- What needs to be done -
Each line from the one that contains "Check that every instance of the black" to the end of the material must be quoted exactly; include both end lines and nothing else.

Object location annotation data
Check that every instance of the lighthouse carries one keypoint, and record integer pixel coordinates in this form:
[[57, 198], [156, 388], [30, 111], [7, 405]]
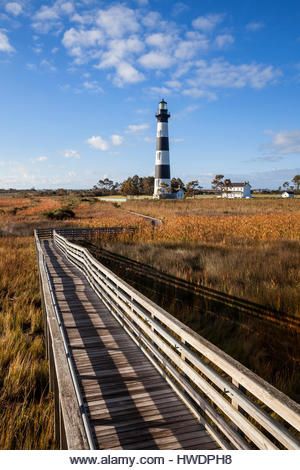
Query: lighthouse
[[162, 183]]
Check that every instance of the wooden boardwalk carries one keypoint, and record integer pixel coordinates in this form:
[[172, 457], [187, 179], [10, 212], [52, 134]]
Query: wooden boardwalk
[[129, 404]]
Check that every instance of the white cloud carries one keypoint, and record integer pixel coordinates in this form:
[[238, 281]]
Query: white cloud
[[117, 21], [47, 17], [98, 143], [223, 40], [188, 48], [179, 8], [119, 50], [208, 23], [152, 20], [222, 74], [41, 159], [160, 40], [116, 140], [156, 60], [126, 73], [160, 90], [137, 128], [14, 8], [92, 86], [46, 13], [5, 45], [198, 93], [82, 38], [71, 154], [286, 142], [254, 26]]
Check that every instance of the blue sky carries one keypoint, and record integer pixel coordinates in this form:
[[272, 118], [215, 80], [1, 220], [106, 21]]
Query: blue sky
[[80, 82]]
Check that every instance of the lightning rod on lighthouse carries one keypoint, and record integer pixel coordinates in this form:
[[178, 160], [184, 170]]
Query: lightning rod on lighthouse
[[162, 183]]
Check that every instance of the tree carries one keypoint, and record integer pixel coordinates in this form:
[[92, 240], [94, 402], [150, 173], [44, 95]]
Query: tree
[[176, 184], [105, 185], [217, 183], [286, 185], [192, 187], [296, 181], [130, 187], [148, 185]]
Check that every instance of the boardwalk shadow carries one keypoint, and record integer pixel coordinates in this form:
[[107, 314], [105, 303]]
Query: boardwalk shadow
[[130, 405]]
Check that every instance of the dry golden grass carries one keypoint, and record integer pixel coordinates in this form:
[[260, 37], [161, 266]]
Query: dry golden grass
[[248, 248], [26, 407]]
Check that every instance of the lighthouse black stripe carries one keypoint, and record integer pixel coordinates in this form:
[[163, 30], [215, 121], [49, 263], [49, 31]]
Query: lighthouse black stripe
[[162, 143], [162, 171], [162, 117]]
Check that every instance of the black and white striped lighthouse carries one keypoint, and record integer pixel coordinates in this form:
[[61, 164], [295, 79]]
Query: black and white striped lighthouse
[[162, 183]]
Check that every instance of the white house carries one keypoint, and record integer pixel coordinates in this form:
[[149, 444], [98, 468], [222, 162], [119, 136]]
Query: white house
[[287, 194], [236, 190]]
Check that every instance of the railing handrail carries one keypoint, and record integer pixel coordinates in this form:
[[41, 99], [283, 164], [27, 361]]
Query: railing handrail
[[156, 323], [81, 406]]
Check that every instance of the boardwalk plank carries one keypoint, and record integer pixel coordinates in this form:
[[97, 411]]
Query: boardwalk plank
[[130, 405]]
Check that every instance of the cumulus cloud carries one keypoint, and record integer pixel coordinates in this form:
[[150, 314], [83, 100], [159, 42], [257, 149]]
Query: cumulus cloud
[[208, 23], [254, 26], [137, 128], [131, 44], [223, 40], [195, 92], [117, 21], [71, 154], [98, 143], [13, 8], [156, 60], [222, 74], [92, 86], [5, 45], [126, 73], [47, 17], [116, 140]]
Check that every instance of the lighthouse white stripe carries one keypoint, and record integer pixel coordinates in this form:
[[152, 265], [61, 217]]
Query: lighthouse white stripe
[[162, 129], [162, 157]]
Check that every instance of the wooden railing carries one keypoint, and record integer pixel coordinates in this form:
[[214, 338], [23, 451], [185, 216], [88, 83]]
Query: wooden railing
[[70, 420], [70, 232], [238, 408]]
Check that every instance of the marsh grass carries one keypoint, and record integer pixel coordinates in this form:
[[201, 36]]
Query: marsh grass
[[264, 272], [26, 406]]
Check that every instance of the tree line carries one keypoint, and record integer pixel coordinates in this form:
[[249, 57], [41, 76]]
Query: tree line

- Worked solution -
Check that every instance of the black and white striped lighthouse carries one keypoint, and record integer pixel coordinates in this form:
[[61, 164], [295, 79]]
Query: black and white striped lighthouse
[[162, 183]]
Check that every instance of the white house carries one keypoint, and record integer pixel coordinates in this form:
[[149, 444], [98, 468], [222, 162], [119, 136]]
Query: white house
[[287, 194], [236, 190]]
Check that every instance of the railing handrail carries one keypoint, and record integer pixel coordinates in this form:
[[41, 99], [283, 164], [27, 361]]
Query: railing handrail
[[156, 323], [81, 406]]
Check that every instance of the boardwalk plank carries one keypoint, and record integer pixel coordinates in this form:
[[97, 411]]
Query: boardwalk plank
[[130, 405]]
Check that every instance of the cumulus cloud carries one keypoint, and record integer pixel coordinates in this form:
[[150, 314], [83, 100], [159, 42], [257, 149]]
Query: cumulus cloud
[[208, 23], [254, 26], [137, 128], [131, 44], [223, 40], [195, 92], [117, 21], [71, 154], [98, 143], [13, 8], [156, 60], [222, 74], [92, 86], [5, 45], [126, 73], [47, 17], [116, 140]]
Check that every instance of the lighthouse white stripe carries one keypoint, and record integer pixel coordinates in this form:
[[152, 265], [61, 217]]
Query: lighthouse white stripe
[[162, 129], [162, 157]]
Check that every instance of the wooden railing carries one keypoint, and record integer pixel coordinates in this form:
[[214, 338], [23, 451], [185, 216], [88, 83]]
Query: wooden railing
[[70, 420], [70, 232], [238, 408]]
Check that every instance of the marsh grass carries one keypoint, and record integer pixel coordinates in this form:
[[201, 36]]
Query: marsh grass
[[264, 272], [26, 406]]
Check that every instance of the tree line carries one keypoint, and record integer pixel coordinates in this form:
[[249, 57], [41, 76]]
Query: tree line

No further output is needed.